# Task inputs
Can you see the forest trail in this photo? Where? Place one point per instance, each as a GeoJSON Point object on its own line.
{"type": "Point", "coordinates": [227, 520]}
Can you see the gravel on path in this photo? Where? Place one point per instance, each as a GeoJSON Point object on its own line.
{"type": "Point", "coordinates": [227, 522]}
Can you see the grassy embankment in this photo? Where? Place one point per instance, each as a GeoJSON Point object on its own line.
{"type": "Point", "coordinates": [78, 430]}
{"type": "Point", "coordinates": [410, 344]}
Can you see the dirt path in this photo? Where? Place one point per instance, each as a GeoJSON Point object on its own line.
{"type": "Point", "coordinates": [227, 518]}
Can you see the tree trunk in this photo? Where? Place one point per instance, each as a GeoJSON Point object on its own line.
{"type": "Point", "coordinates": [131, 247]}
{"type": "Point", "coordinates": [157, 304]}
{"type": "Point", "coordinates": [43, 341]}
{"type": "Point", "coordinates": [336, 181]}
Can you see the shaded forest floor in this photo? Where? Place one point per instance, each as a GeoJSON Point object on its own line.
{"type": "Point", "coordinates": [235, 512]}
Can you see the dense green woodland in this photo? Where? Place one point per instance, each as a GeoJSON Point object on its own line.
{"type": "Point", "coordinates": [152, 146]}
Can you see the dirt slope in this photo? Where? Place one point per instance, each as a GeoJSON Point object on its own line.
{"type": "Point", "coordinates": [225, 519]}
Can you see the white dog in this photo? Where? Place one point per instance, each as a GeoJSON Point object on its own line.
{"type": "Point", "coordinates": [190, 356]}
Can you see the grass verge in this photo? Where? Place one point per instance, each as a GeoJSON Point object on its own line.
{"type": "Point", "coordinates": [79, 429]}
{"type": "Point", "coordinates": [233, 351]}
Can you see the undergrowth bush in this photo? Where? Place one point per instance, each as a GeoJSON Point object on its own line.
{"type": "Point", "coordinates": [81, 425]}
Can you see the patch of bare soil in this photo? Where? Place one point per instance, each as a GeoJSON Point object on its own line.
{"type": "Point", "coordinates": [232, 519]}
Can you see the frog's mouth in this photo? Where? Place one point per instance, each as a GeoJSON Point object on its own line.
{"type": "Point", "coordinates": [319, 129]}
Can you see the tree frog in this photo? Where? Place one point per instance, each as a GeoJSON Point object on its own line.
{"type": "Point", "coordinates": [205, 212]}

# Aim of the exercise
Line by line, restate the data exactly.

# Answer to this task
Can you see the forest trail in this photo? Where? Place one point per instance, each as a GeoJSON Point object on its own line.
{"type": "Point", "coordinates": [227, 520]}
Can you see the gravel on path in this photo? Where? Place one point per instance, each as a GeoJSON Point object on its own line.
{"type": "Point", "coordinates": [227, 522]}
Can you see the grassy embankment in this photo? Where? Place one point per instance, each as a GeoJSON Point object on its own line.
{"type": "Point", "coordinates": [78, 430]}
{"type": "Point", "coordinates": [410, 344]}
Can you see the dirt path in this photo? Where? Place one point per instance, each as a GeoJSON Point object on its own line.
{"type": "Point", "coordinates": [227, 518]}
Can you see the tree trunk in this photo? Where? Place one point per instance, each as a GeoJSON Point object on its own line.
{"type": "Point", "coordinates": [131, 247]}
{"type": "Point", "coordinates": [157, 304]}
{"type": "Point", "coordinates": [43, 341]}
{"type": "Point", "coordinates": [336, 181]}
Can you see the shaded forest floor in this photo? Where? Place one point per instance, each as a GeoJSON Point object on its own line.
{"type": "Point", "coordinates": [235, 512]}
Can you see the dense green woodland in this photo? Where? Place one point per instance, each as a GeoJSON Point object on its own line.
{"type": "Point", "coordinates": [152, 146]}
Can you see the dirt slope in this photo? Where? Place one point per instance, each as a GeoJSON Point object on its own line.
{"type": "Point", "coordinates": [225, 519]}
Can you see the white dog in this photo? Where? Place one point per instance, each as a GeoJSON Point object on its own line.
{"type": "Point", "coordinates": [190, 356]}
Can you see the grass verge in this photo? Where? Place one point per instance, each as a GeoJSON Point object on its own line.
{"type": "Point", "coordinates": [79, 429]}
{"type": "Point", "coordinates": [233, 351]}
Can you see the undergrowth bush in this photo? Where? Place one point per instance, each as a GeoJSON Point object on its own line.
{"type": "Point", "coordinates": [81, 425]}
Can you see the patch of bare soil in this photo? Where? Place one point per instance, each as a GeoJSON Point object on its own line.
{"type": "Point", "coordinates": [232, 519]}
Can you see the frog's mouth in this photo? Where? Place one point per instance, each as a GeoJSON Point object on its own line.
{"type": "Point", "coordinates": [319, 129]}
Can you see the tree frog in this photo? Where? Place one point per instance, each as a GeoJSON Point object on its own line.
{"type": "Point", "coordinates": [205, 212]}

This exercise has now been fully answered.